Task instructions: The response must contain every record, repeated exactly.

═════ Task input ═════

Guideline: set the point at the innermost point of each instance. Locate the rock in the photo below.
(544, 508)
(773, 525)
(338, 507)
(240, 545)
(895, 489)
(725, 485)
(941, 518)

═════

Your solution:
Guideline: set the point at the innermost point of each instance. Locate the rock in the photo below.
(544, 508)
(773, 525)
(338, 507)
(240, 545)
(895, 489)
(725, 485)
(941, 518)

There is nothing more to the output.